It is also possible to migrate directly from Box 5 (Analyze) to Box 8 (Learn), because there are different degrees of uncertainty associated with different BMI efforts. Considering the existing literature, it is possible to notice that higher degrees of uncertainty calls for trial-and-error approaches based on hypothesis formulation and testing, pursuing low resource usage to fail fast and learn. In other words, learning is the main goal of high uncertainty hypothetical choices to innovate BMs; usually this approach is called exploratory. On the other hand, there are instances where the uncertainty is low, and the outcome of the changes are mostly predictable. Under these conditions, the main goal is improvement in the performance, and usually this involves more resources and implementation directly without experimenting in test conditions. This approach is usually called exploitative. Using this contingency approach to solve different problems with different goals, we followed the logic proposed by Futterer, Schmidt, and Heidenreich [95] which associates entrepreneurial theory of causation and effectuation to improve the effectivity of BMI efforts. The authors correlate strategic reasoning with deductive thinking to solve exploitative BMI efforts while connecting action and experimentation with low resource usage to test and validate hypotheses for exploration goals.
Therefore, there are two possible paths to follow using the application artifact (Figure 1): the short loop, which has exploitative goals and reduced uncertainty, and the long loop, which presents high uncertainty and has exploratory goals. Figure 2 demonstrates the possibilities of these loops.
The artifact is a knowledge creation cycle in which, after each loop completes, the learned experiences are embedded in the organizational knowledge assets. The evolution of the changes in the business model and in the cultural issues are registered after each step of the new choices proposal to illustrate both the business model dynamics and the steady overcome of cultural barriers as can be seen in Boxes 10 and 11, also considered the main constructs addressed by the artifact, its external environment. Based on the characteristics of the procedure and the applied nature of the research, the approach follows the proposed artifact. Thus, it is possible to analyze how the business model interacts with the competitive environment in an ordered way.
Finally, we note that the purpose of this research was not to focus on any specific meta-business model, but rather on the choices present in the business model and the dynamics during this process, regardless of the meta-business model considered [3,96]. Thus, the choices can be measured so that decision making around the BM can be based on the data gathered. However, it was necessary to adopt a meta-business model to make it possible to design the BM for the case study. On the first evaluation of the company’s knowledge about the BM, familiarity with the business model visual tool “Canvas” was identified. The tool is thoroughly described in Osterwalder and Pigneur [90], so only a brief explanation is provided. In general, it is a nine-block frame that presents some, although not every possible, key components of a BM (see Foss and Saebi [83] for a deep explanation).

_INFORMATION PROVIDED_
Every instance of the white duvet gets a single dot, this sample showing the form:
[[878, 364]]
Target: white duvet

_SET TASKS_
1. Answer these questions from the business model innovation text:
(a) What is the main goal of high-uncertainty hypothetical choices to innovate business models?
(b) Which loop has exploitative goals and reduced uncertainty?
(c) How many blocks make up the Canvas frame?
2. Return the passage of the business model innovation text starting at "The artifact is" and ending at "an ordered way.", copied word for word.

_EXERCISE RESULTS_
1.
(a) Learning
(b) The short loop
(c) Nine

2.
The artifact is a knowledge creation cycle in which, after each loop completes, the learned experiences are embedded in the organizational knowledge assets. The evolution of the changes in the business model and in the cultural issues are registered after each step of the new choices proposal to illustrate both the business model dynamics and the steady overcome of cultural barriers as can be seen in Boxes 10 and 11, also considered the main constructs addressed by the artifact, its external environment. Based on the characteristics of the procedure and the applied nature of the research, the approach follows the proposed artifact. Thus, it is possible to analyze how the business model interacts with the competitive environment in an ordered way.